**What you will do:**
Your response should be the complete set of records, reproduced exactly.

Point-per-instance localization data:
____________

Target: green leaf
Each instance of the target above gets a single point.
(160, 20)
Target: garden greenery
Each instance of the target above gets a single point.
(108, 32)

____________

**Task response:**
Target: green leaf
Each instance of the target above gets a single point.
(160, 20)
Target: garden greenery
Each instance of the target above gets a single point.
(108, 32)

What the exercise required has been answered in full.